--- WORK TO COMPLETE ---
Search the material below for the string "target" and copy each line where it appears.
══ DATA EXTRACT
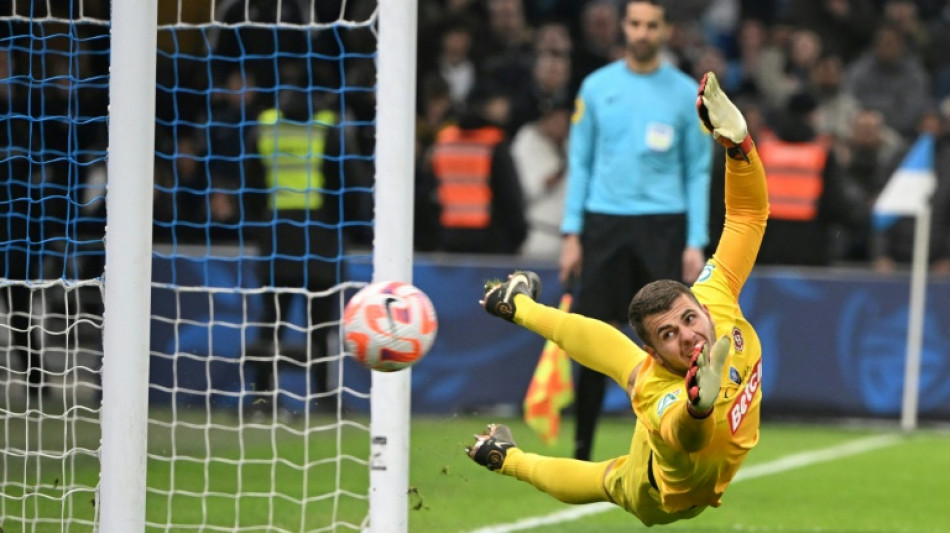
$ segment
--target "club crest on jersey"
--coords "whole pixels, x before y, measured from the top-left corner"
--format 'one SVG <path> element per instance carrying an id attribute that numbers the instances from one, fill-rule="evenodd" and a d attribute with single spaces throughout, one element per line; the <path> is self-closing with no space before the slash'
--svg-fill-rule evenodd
════
══ DATA EXTRACT
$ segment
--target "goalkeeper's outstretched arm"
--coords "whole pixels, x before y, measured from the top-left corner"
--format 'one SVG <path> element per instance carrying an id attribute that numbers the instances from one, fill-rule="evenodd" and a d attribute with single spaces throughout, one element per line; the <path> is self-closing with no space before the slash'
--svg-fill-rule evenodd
════
--- ANSWER TO THIS EXERCISE ---
--target "club crest on jersey"
--target "goalkeeper's outstretched arm"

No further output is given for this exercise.